◆ Brief a ◆
Can you repeat the poem word for word, from "It's Nature's revenge" to "dangle and swing."?

# In the style of Pam Ayres (a bit rude)



## bognormike (May 10, 2005)

Oh, I Wish I'd Looked After Me Tits 
By Pam Ayres (allegedly!)





Oh, I wish I'd looked after me dear old knockers, 
Not flashed them to boys behind the school lockers, 
Or let them get fondled by randy old dockers, 
Oh, I wish I'd looked after me tits. 

'Cos now I'm much older and gravity's winning. 
It's Nature's revenge for all that sinning, 
And those dirty memories are rapidly dimming, 
Oh, I wish I'd looked after me tits. 

'Cos tits can be such troublesome things 
When they no longer bounce, but dangle and swing. 
And although they go well with my Bingo wings, 
I wish I'd looked after me tits. 

When they're both long enough to tie up in a bow, 
When it's not the sweet chariot that swings low, 
When they're less of a friend and more of a foe, 
Then I wish I'd looked after me tits. 

When I was young I got whistles and hoots, 
From the men on the site to the men in the suits, 
Now me nipples get stuck in the zips on me boots, 
Oh, I wish I'd looked after me tits. 

When I was younger I rode bikes and scooters, 
Cruising around with my favourite suitors. 
Now the wheels get entangled with my dangling hooters, 
I wish I'd looked after me tits.

(Object position labeling entries)
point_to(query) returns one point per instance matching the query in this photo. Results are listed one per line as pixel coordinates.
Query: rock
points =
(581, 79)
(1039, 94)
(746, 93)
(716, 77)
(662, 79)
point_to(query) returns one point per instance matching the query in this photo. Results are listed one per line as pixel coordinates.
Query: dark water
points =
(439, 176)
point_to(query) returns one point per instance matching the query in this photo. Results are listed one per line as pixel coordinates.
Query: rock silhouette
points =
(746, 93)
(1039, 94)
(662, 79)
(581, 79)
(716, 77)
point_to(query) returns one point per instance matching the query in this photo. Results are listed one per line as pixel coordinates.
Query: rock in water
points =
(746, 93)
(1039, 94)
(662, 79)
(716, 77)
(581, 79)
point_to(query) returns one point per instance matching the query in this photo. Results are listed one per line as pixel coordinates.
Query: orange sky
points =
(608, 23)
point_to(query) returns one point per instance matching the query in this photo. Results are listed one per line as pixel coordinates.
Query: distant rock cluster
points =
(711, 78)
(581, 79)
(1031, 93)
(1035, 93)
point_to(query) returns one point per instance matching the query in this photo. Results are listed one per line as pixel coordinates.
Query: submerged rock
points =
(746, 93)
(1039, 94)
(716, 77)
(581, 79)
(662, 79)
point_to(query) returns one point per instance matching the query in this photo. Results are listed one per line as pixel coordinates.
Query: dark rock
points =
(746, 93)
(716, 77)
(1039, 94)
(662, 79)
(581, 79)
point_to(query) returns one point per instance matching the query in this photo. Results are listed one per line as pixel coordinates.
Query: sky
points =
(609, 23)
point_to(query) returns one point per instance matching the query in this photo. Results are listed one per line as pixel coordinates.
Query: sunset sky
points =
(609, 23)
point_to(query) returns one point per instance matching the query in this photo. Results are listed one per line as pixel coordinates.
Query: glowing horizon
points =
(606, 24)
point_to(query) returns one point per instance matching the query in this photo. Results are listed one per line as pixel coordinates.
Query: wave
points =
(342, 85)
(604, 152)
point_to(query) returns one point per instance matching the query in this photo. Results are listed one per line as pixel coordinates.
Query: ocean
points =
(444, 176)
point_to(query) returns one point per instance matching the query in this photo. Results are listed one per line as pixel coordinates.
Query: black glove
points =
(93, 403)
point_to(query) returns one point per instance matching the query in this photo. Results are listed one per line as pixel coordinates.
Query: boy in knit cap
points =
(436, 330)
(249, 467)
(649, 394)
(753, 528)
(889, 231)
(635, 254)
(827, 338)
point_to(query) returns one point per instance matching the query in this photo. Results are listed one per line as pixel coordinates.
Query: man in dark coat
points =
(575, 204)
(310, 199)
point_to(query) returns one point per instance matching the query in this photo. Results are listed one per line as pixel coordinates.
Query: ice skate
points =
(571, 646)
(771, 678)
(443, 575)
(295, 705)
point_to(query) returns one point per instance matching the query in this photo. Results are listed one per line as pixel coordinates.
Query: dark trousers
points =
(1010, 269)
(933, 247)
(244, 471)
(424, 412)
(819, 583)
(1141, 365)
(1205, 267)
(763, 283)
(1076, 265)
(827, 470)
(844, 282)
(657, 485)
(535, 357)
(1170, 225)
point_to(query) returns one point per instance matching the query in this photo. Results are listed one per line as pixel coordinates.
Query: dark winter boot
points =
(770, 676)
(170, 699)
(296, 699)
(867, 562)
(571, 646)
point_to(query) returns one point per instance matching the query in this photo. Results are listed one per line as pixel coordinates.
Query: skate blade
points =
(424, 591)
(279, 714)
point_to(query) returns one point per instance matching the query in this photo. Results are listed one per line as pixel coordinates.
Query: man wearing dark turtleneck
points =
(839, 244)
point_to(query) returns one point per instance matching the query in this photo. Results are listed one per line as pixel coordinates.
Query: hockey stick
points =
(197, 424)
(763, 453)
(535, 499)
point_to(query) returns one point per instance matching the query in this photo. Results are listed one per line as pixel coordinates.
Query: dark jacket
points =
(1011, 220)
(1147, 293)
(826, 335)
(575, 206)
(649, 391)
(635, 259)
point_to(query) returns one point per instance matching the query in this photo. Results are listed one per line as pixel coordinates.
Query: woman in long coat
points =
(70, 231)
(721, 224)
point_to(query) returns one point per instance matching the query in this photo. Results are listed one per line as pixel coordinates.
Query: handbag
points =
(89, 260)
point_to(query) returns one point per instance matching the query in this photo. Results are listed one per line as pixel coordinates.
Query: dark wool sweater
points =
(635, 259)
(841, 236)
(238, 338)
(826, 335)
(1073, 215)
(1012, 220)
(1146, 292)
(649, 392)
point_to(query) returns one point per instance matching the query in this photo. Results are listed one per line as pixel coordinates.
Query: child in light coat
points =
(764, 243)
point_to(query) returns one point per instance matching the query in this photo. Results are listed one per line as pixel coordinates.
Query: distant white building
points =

◆ Brief b ◆
Which lines of the records contain the word "water"? Gather every one of them.

◆ Result a ◆
It's Nature's revenge for all that sinning, 
And those dirty memories are rapidly dimming, 
Oh, I wish I'd looked after me tits. 

'Cos tits can be such troublesome things 
When they no longer bounce, but dangle and swing.

◆ Result b ◆
Query: dark water
Query: rock in water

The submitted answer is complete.